EXERCISE REQUIREMENTS
- A) According to the profile of Reinhard Lindner, at which universities did he study medicine?
- B) Summarize the profile of Reinhard Lindner in two sentences.
- C) From the profile of Reinhard Lindner, extract the part that opens with the words containing "PD Dr. Reinhard" and closes with "in elderly people.".

*** Opening PAGE EXCERPT ***

PD Dr. med. Reinhard Lindner


Duration: 1 February 2007 to 31 January 2011
Center: Zentrum Albertinen-Haus, Zentrum für Geriatrie und Gerontologie Hamburg, Germany

PD Dr. Reinhard Lindner studied medicine at the Universities of Hamburg and Auckland, New Zealand. He has specialist training in psychiatry (incl. gerontopsychiatry), neurology and psychosomatic medicine, and an additional title in psychotherapy. He is a lecturer, supervisor and teaching therapist at the Arbeitsgemeinschaft für integrative Psychoanalyse, Psychotherapie und Psychosomatik in Hamburg (APH e.V./ DGPT). Since 1994, he has been a research associate at the Center for Therapy and Studies of Suicidal Behavior at Universitätsklinikum Hamburg-Eppendorf. He gained his doctorate in psychiatry and psychotherapy at the Faculty of Medicine of the University of Hamburg in 2005 with a systematic qualitative study of suicidality in men. Current research project: Suicidal tendencies in elderly people.

Publications: R. Lindner, G. Fiedler, A. Altenhöfer, P. Götze, C. Happach (2006) Psychodynamic ideal types of elderly suicidal persons based on counter transference, Journal of Social Work Practice 20: 347-365.

R. Lindner (2006). Suizidale Männer in der psychoanalytisch orientierten Psychotherapie. Eine systematische qualitative Untersuchung. Psychosozial-Verlag, Gießen.

Research
Although up to one third of all geriatric patients suffer from psychiatric illness and/or psychosomatic syndrome, barely any psychosomatic or psychotherapeutic services exist for this group of patients. Moreover, elderly patients, including elderly suicidal patients, rarely use psychotherapeutic institutions. Suicidality is, as it were, a prime example of the problem, since (1) suicidality is a serious psychiatric problem in this age group, and (2) suicidality is closely associated with physical illnesses and limitations. Yet elderly patients rarely seek professional help.

*** Closing PAGE EXCERPT ***
*** Opening INFORMATION SHOWN ***

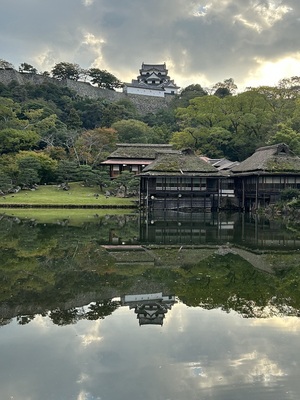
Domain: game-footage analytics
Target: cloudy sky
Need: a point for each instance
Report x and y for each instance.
(254, 42)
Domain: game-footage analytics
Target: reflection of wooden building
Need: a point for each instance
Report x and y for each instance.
(132, 157)
(150, 308)
(260, 178)
(179, 180)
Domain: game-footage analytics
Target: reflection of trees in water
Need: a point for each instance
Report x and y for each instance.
(97, 310)
(45, 267)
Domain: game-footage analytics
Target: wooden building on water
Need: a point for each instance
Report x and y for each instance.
(132, 157)
(179, 180)
(260, 179)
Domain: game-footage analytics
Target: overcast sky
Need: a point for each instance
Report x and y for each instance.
(253, 42)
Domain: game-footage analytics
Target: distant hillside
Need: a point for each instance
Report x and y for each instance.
(143, 104)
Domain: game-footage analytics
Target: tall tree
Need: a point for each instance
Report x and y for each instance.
(66, 70)
(104, 79)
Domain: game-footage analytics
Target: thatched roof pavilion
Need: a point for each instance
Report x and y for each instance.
(275, 159)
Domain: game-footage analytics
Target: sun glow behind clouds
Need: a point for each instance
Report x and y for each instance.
(263, 16)
(270, 73)
(201, 10)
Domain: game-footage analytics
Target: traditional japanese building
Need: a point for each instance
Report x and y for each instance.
(133, 157)
(152, 81)
(151, 308)
(179, 180)
(260, 179)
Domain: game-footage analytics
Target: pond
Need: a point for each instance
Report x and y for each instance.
(166, 306)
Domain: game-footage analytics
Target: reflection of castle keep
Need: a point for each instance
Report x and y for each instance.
(150, 308)
(152, 81)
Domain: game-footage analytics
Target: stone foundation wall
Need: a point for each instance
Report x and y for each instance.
(143, 104)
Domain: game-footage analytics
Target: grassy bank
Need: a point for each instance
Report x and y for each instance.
(75, 217)
(52, 196)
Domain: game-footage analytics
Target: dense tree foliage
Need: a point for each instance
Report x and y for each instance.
(74, 132)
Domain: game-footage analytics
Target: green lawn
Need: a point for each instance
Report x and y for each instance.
(75, 217)
(77, 195)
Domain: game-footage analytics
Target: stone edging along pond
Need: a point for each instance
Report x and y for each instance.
(86, 206)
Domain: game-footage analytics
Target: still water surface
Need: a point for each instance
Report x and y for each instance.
(158, 307)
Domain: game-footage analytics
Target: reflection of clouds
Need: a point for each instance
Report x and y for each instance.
(91, 336)
(83, 378)
(265, 371)
(289, 324)
(257, 368)
(87, 396)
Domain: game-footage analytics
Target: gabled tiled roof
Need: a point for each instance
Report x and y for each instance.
(272, 159)
(179, 163)
(138, 150)
(158, 67)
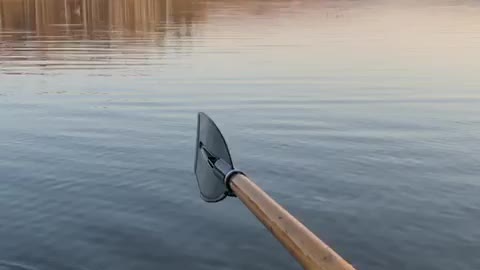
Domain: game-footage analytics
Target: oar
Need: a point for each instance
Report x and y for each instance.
(217, 178)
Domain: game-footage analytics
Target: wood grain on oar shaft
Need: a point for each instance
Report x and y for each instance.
(305, 246)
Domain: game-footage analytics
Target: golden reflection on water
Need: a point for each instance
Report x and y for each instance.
(96, 19)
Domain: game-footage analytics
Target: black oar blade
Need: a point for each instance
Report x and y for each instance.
(211, 147)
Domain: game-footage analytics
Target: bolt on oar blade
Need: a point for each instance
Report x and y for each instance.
(211, 151)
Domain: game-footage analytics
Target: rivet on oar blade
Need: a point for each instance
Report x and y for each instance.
(212, 160)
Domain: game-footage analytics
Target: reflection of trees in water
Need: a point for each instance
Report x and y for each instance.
(95, 18)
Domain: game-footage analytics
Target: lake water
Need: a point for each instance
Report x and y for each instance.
(360, 117)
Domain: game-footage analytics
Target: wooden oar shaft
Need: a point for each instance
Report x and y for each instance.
(304, 245)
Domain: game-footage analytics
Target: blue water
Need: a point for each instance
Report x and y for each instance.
(361, 118)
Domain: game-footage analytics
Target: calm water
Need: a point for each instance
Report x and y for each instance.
(361, 117)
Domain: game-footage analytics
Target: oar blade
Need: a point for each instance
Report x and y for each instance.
(210, 143)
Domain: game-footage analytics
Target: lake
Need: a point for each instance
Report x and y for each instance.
(361, 117)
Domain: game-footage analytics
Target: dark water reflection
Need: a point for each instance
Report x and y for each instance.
(362, 117)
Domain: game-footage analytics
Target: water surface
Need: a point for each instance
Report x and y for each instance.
(361, 117)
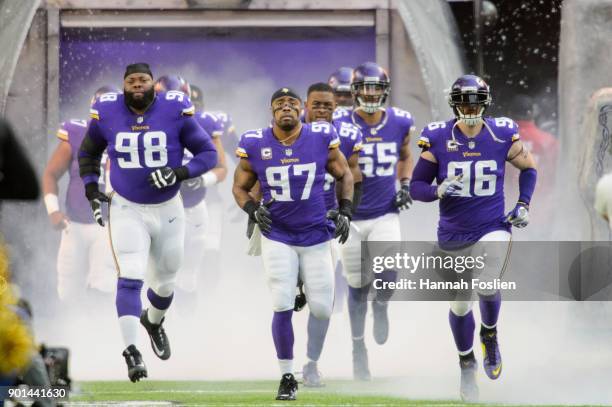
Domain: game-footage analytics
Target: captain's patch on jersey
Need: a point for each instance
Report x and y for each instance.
(266, 153)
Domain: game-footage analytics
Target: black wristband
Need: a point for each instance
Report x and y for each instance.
(357, 193)
(91, 189)
(250, 207)
(346, 207)
(182, 173)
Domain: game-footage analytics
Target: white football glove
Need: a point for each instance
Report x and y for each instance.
(451, 186)
(162, 177)
(519, 216)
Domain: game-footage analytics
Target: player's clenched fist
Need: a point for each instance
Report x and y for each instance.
(342, 219)
(96, 198)
(259, 214)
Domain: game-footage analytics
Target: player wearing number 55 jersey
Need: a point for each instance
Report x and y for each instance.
(290, 160)
(384, 158)
(467, 157)
(145, 135)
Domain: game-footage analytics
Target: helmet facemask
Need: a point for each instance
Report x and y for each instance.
(476, 100)
(370, 96)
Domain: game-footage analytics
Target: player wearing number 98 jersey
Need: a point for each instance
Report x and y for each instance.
(384, 158)
(290, 160)
(467, 157)
(145, 135)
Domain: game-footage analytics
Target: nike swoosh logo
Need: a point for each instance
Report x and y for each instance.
(156, 349)
(496, 371)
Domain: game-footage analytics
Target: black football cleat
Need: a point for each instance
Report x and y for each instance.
(159, 339)
(287, 390)
(136, 368)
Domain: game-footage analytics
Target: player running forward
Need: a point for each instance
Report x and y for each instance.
(145, 135)
(384, 159)
(193, 192)
(290, 160)
(467, 157)
(340, 81)
(84, 259)
(320, 106)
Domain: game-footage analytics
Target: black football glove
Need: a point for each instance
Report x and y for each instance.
(259, 214)
(96, 198)
(300, 299)
(403, 200)
(162, 177)
(342, 219)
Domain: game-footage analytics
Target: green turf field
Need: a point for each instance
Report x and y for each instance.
(153, 393)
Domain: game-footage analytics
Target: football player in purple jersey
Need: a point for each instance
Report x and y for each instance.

*** Closing INFORMATION SHOWN ***

ANSWERS BY TASK
- A) He studied medicine at the Universities of Hamburg and Auckland, New Zealand.

- B) Reinhard Lindner is a physician trained in psychiatry, neurology and psychosomatic medicine who has been a research associate at the Center for Therapy and Studies of Suicidal Behavior in Hamburg since 1994 and earned his doctorate in 2005 with a study of suicidality in men. His current research on suicidal tendencies in elderly people responds to the near absence of psychosomatic or psychotherapeutic services for geriatric patients, who rarely seek professional help even though suicidality is a serious problem in this age group.

- C)
PD Dr. Reinhard Lindner studied medicine at the Universities of Hamburg and Auckland, New Zealand. He has specialist training in psychiatry (incl. gerontopsychiatry), neurology and psychosomatic medicine, and an additional title in psychotherapy. He is a lecturer, supervisor and teaching therapist at the Arbeitsgemeinschaft für integrative Psychoanalyse, Psychotherapie und Psychosomatik in Hamburg (APH e.V./ DGPT). Since 1994, he has been a research associate at the Center for Therapy and Studies of Suicidal Behavior at Universitätsklinikum Hamburg-Eppendorf. He gained his doctorate in psychiatry and psychotherapy at the Faculty of Medicine of the University of Hamburg in 2005 with a systematic qualitative study of suicidality in men. Current research project: Suicidal tendencies in elderly people.